Below, copy the stretch of records from the line containing "Reviewer note: confirm that every instance of the pink" through the end of the records, both ends included and the requests kept unchanged, but scale every coordinate in the answers by 1.9, rounding to whole numbers with halves going up. Leave the sample coordinates inside the requests as they are.

[Entries from a pointing dataset]

□ □ □ □ □ □ □

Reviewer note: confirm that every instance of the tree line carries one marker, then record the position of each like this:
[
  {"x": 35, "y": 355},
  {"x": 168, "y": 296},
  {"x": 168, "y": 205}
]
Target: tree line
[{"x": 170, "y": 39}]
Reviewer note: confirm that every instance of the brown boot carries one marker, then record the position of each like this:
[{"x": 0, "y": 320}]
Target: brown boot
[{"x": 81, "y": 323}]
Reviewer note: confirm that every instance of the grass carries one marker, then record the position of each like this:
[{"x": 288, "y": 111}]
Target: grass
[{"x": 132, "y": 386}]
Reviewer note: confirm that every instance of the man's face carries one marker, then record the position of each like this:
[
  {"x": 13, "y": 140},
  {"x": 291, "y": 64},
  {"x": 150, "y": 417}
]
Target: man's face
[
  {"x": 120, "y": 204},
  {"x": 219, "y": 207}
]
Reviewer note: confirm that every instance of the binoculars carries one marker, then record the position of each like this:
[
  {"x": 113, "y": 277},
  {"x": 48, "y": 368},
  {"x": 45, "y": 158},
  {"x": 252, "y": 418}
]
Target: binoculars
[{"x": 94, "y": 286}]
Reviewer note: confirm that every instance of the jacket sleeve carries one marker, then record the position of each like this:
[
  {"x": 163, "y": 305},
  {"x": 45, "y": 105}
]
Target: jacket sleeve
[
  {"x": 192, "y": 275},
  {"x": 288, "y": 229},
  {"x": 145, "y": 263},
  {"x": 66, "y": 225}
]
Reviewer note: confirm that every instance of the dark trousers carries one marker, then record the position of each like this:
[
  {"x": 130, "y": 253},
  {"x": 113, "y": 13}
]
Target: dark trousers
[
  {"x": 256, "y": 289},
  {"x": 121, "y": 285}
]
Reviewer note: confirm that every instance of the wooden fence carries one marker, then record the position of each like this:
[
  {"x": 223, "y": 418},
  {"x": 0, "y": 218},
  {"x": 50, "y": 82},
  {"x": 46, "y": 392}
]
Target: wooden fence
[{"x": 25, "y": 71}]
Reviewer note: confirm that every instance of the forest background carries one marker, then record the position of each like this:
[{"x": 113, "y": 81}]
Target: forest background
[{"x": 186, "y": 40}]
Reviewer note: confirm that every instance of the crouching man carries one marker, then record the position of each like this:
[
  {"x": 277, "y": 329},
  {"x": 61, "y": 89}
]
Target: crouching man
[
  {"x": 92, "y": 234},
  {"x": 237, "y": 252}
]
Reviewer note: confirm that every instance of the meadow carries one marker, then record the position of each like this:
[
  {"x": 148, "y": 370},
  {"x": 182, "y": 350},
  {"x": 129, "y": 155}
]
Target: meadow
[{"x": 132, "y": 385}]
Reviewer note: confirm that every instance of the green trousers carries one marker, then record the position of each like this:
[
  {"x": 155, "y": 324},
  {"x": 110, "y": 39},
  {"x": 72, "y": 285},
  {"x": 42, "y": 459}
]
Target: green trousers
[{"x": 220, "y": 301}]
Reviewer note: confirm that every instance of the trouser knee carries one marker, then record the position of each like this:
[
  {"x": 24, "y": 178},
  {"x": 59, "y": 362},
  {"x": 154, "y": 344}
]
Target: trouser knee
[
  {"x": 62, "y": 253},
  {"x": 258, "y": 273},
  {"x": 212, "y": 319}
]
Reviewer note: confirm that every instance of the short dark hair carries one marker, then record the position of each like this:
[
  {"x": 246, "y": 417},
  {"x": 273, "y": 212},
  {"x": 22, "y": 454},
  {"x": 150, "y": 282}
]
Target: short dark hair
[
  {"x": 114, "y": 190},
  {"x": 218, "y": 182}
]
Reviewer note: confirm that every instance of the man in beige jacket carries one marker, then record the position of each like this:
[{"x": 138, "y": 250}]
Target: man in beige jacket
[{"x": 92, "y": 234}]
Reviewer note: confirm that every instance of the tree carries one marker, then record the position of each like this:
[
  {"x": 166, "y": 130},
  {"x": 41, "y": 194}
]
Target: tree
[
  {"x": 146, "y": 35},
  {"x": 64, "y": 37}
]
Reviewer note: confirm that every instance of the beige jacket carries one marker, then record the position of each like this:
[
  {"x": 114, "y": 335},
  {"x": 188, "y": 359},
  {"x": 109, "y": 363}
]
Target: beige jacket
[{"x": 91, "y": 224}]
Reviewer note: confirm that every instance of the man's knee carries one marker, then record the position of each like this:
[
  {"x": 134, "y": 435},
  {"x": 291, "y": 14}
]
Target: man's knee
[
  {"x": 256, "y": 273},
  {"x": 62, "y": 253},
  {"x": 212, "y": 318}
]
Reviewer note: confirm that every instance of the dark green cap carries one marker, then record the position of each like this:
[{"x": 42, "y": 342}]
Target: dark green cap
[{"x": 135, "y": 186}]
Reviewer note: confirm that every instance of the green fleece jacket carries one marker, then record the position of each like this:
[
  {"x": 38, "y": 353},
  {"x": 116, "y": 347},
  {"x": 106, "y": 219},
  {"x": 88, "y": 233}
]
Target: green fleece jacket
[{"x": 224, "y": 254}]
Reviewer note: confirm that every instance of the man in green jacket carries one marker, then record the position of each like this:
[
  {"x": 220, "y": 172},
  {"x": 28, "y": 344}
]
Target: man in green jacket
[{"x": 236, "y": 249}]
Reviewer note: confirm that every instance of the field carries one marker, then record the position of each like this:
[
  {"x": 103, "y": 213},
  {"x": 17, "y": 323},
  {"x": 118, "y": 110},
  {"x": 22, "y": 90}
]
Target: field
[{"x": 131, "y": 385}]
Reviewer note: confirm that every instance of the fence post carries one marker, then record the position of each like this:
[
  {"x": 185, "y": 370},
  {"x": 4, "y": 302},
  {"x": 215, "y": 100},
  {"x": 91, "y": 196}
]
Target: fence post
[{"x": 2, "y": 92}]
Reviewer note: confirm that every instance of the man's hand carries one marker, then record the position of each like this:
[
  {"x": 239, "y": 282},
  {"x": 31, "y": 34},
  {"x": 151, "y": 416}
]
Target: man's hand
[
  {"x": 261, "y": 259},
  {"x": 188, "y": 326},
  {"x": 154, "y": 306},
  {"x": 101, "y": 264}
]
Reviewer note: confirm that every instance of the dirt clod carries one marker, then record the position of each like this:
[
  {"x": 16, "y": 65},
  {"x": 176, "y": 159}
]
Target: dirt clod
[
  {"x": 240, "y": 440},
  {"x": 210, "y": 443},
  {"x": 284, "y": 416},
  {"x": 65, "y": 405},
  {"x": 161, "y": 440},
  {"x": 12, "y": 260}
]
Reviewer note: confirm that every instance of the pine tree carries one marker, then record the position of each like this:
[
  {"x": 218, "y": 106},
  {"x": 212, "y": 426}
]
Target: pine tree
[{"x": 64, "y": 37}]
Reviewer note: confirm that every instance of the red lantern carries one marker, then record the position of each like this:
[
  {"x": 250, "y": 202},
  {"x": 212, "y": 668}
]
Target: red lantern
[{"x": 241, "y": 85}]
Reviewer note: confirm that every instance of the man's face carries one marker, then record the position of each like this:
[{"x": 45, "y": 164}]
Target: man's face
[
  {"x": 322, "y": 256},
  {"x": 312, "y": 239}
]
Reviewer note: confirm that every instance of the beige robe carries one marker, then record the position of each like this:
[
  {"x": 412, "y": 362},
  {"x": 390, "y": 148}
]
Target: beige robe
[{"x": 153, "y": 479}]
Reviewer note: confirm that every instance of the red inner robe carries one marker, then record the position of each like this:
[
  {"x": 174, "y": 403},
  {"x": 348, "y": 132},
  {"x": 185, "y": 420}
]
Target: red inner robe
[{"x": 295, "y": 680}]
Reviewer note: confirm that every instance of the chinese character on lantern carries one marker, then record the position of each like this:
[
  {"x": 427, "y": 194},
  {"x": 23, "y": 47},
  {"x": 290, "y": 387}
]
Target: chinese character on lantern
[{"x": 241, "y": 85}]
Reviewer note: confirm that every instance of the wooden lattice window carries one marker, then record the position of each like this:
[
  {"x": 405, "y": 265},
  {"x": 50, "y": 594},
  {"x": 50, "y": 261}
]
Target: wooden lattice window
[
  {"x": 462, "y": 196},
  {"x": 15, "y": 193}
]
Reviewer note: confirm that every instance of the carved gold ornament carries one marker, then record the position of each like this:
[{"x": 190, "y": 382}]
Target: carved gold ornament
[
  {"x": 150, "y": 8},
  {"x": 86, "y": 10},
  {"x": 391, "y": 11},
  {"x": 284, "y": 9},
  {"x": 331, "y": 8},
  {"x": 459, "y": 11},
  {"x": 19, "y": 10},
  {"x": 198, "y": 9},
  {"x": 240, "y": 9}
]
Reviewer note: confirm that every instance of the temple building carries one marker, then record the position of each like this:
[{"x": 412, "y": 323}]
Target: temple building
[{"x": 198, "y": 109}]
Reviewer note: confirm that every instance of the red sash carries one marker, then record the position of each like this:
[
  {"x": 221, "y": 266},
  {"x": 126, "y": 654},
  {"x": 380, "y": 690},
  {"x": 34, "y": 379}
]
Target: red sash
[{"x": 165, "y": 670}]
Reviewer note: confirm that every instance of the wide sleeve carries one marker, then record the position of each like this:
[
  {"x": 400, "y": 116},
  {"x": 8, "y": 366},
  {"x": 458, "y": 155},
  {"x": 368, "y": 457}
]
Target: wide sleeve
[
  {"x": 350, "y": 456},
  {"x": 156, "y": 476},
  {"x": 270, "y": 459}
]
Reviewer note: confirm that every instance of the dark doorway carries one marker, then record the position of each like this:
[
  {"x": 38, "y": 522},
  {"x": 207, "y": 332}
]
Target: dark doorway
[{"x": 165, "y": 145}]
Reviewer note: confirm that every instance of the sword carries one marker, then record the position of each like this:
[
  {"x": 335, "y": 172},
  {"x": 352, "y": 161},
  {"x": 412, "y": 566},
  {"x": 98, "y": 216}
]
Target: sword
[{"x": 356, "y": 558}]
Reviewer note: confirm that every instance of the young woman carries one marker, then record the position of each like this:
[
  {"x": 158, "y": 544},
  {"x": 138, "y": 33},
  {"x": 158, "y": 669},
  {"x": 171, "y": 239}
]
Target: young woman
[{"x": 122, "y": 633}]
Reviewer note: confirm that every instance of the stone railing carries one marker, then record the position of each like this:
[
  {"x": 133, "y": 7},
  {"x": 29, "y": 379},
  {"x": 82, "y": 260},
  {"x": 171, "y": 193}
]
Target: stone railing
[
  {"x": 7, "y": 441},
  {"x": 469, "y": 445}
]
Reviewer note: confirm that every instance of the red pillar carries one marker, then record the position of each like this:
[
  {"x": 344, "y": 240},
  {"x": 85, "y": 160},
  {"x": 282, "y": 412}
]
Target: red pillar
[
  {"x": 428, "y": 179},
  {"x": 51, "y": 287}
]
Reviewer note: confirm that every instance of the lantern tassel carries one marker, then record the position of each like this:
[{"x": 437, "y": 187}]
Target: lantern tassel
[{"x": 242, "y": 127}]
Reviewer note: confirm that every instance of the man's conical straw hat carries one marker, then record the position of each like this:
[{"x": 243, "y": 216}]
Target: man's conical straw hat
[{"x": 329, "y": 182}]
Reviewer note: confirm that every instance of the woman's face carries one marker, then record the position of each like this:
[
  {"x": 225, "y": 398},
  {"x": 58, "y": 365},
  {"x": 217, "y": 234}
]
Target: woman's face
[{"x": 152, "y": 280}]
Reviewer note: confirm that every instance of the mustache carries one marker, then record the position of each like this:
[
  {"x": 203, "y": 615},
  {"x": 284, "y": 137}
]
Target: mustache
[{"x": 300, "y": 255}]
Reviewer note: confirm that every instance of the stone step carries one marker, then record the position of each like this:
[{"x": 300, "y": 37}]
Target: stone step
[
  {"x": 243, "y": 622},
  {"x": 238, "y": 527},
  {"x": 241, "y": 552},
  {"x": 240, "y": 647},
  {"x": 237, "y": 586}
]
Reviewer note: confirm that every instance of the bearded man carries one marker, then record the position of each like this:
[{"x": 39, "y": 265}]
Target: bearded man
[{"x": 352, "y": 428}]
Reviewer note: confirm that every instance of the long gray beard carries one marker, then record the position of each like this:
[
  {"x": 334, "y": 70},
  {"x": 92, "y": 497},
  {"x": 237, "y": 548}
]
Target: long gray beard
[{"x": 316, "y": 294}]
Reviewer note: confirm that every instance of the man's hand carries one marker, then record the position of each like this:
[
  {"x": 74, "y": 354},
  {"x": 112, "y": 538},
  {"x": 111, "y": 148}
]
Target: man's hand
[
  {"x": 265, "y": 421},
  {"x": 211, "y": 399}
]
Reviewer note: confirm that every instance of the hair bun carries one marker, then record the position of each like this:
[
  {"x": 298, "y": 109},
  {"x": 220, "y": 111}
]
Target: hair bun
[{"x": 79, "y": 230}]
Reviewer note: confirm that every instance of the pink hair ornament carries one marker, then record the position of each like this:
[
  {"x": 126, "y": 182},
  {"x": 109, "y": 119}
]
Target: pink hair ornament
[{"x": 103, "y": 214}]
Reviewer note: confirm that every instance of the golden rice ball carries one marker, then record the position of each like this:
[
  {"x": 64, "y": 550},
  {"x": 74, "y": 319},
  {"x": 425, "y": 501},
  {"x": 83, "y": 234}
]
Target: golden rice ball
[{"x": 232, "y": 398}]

□ □ □ □ □ □ □

> TASK ANSWER
Reviewer note: confirm that every instance of the pink hair ornament carries one marker, then record the position of each like this:
[
  {"x": 126, "y": 182},
  {"x": 109, "y": 119}
]
Target: pink hair ornament
[{"x": 196, "y": 407}]
Reviewer note: confirm that every instance of the golden rice ball carries one marker, then record the position of each like this:
[
  {"x": 64, "y": 550},
  {"x": 74, "y": 319},
  {"x": 425, "y": 501},
  {"x": 83, "y": 234}
]
Target: golden rice ball
[{"x": 441, "y": 756}]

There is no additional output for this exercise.